**Фрагмент текста**
Как я помню ее около старинных кованых ворот на фоне чугунной ограды Фонтанного Дома, бывшего Шереметьевского дворца. С лицом, замкнутым в суровости и гневности, с противогазом через плечо, она несла дежурство как рядовой боец противовоздушной обороны. Она шила мешки для песка, которыми обкладывали траншеи-убежища в саду того же Фонтанного Дома, под кленом, воспетым ею в "Поэме без героя". В то же время она писала стихи, пламенные, лаконичные по-ахматовски четверостишия:

Вражье знамя
Растает, как дым,
Правда за нами,
И мы победим!"

"Заходил к Ахматовой, - вспоминает о встрече с ней в августе 1941 года Павел Лукницкий. - Она лежала - болеет. Встретила меня очень приветливо, настроение у нее хорошее, с видимым удовольствием сказала, что приглашена выступить по радио. Она - патриотка, и сознание, что она сейчас душой вместе со всеми, видимо, очень ободряет ее"[2].

Кстати сказать, приведенное Ольгой Берггольц четверостишие хорошо показывает, что даже шероховатый язык плаката, столь, казалось бы, далекий от традиционной манеры Ахматовой, даже и он, когда возникла в том потребность, вдруг появился и зазвучал в ее стихе, не желавшем быть в стороне ни от общей беды, ни от общего мужества.

Ахматова застала блокаду, она видела первые жестокие удары, нанесенные столько раз воспетому ею городу. Уже в июле появляется знаменитая "Клятва":

И та, что сегодня прощается с милым, -
Пусть боль свою в силу она переплавит.

**Собранные материалы**
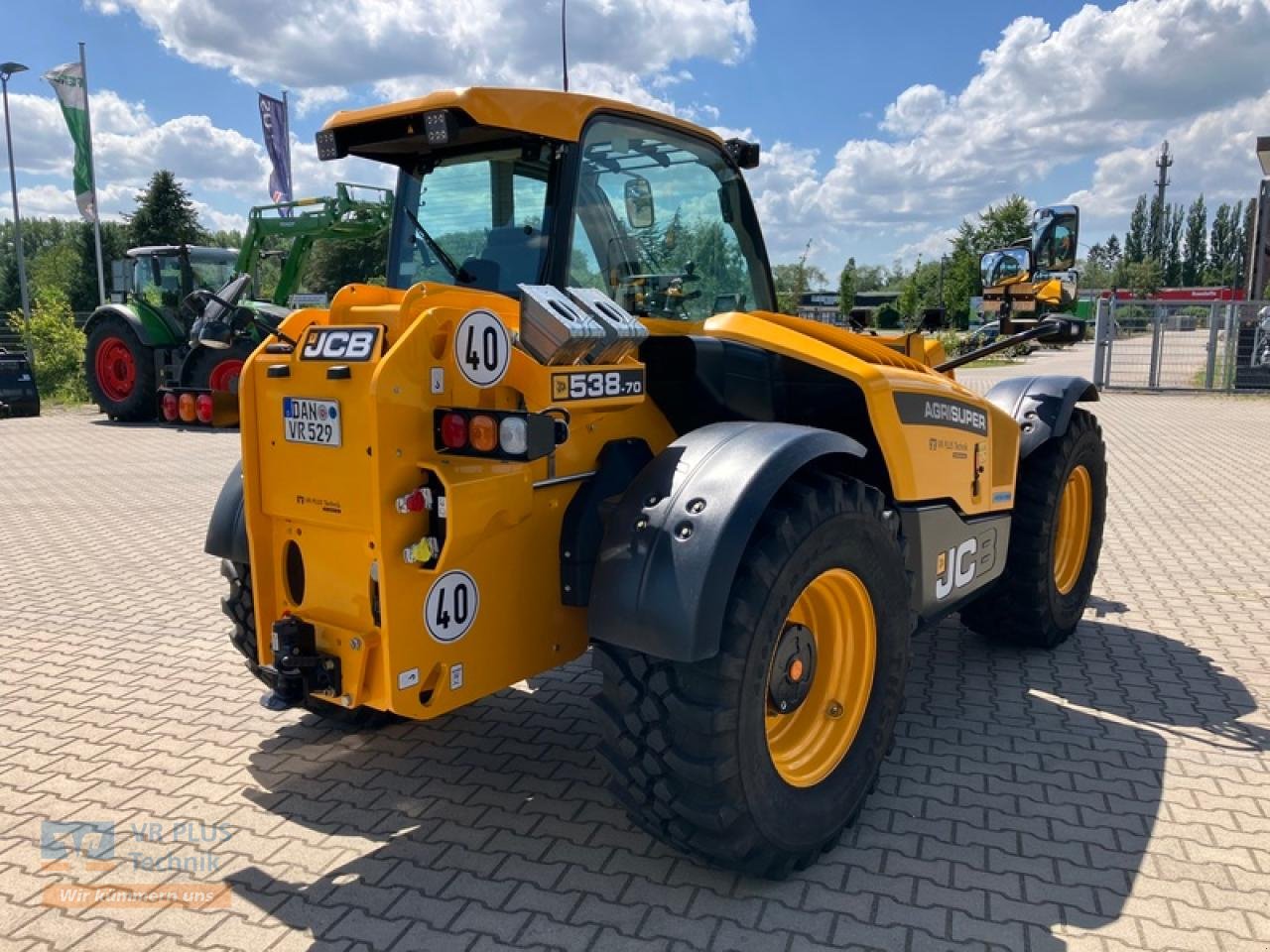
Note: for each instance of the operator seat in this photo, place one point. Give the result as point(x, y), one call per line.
point(512, 255)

**Что сделать**
**1.** Почему, по словам Павла Лукницкого, у Ахматовой в августе 1941 года было хорошее настроение? Ответьте в одном–трех предложениях, опираясь на отрывок об Ахматовой.
**2.** Как перевести на английский это предложение из отрывка об Ахматовой: «Ахматова застала блокаду, она видела первые жестокие удары, нанесенные столько раз воспетому ею городу.»?
**3.** Напишите продолжение отрывка об Ахматовой, начав сразу после последней приведенной строки.
Список — отдельный материал, с отрывком об Ахматовой он не связан.

**Ответы по заданиям**
**1.** Ахматова с видимым удовольствием сообщила, что ее пригласили выступить по радио. Лукницкий объясняет это так: она патриотка, и ее, видимо, очень ободряет сознание, что сейчас она душой вместе со всеми.

**2.** Akhmatova lived to see the blockade; she witnessed the first cruel blows dealt to the city she had praised in verse so many times.

**3.**
Мы детям клянемся, клянемся могилам,
Что нас покориться никто не заставит!

Муза Ленинграда надела в те тяжелые дни военную форму. Надо думать, что и Ахматовой она являлась тогда в суровом, мужественном обличье. Но, в отличие от годов первой мировой войны, когда, мы помним, Ахматова переживала чувство безысходной, всезатмевающей скорби, не знавшей выхода и просвета, сейчас в ее голосе - твердость и мужество, спокойствие и уверенность: "Вражье знамя растает, как дым". П. Лукницкий верно почувствовал, что причина этого мужества и спокойствия - в ощущении единства с жизнью народа, в сознании того, "что она сейчас душой вместе со всеми". Здесь - водораздел, который пролегает между ранней Ахматовой, периода первой мировой войны, и автором "Клятвы" и "Мужества".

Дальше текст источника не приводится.